■ PASSAGE PROVIDED
A good day walking around could start out with coffee/breakfast at one of the many cafés at Piazza Walther, followed by a visit to the South Tyrol Museum of Archaeology, which will place you right near the Via dei Portici, a very nice shopping street with many international as well as Italian brand stores. Some recommended shops to visit include: Parfumerie Thaler, Maximilian Boutique, and Victorienne Boutique; all of these are located in the Lauben Arcaden. Here you will also find more than one shop where you may buy Speck, Hirsch-schinken, and other local specialty foods that are vacuum-sealed to take home.

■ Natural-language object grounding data
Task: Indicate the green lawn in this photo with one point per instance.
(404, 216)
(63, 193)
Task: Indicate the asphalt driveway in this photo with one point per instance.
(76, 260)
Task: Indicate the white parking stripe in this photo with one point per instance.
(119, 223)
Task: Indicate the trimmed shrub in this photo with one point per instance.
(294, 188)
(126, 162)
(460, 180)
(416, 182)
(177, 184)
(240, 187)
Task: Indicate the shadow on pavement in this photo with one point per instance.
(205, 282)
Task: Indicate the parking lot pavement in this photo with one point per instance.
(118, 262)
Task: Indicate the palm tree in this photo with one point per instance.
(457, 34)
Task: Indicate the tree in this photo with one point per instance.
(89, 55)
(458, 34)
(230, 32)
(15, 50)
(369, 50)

■ EXERCISE INSTRUCTIONS
Print the full passage about a day of walking from Piazza Walther, with every word and mark unchanged.

■ OUTPUT FOR THIS TASK
A good day walking around could start out with coffee/breakfast at one of the many cafés at Piazza Walther, followed by a visit to the South Tyrol Museum of Archaeology, which will place you right near the Via dei Portici, a very nice shopping street with many international as well as Italian brand stores. Some recommended shops to visit include: Parfumerie Thaler, Maximilian Boutique, and Victorienne Boutique; all of these are located in the Lauben Arcaden. Here you will also find more than one shop where you may buy Speck, Hirsch-schinken, and other local specialty foods that are vacuum-sealed to take home.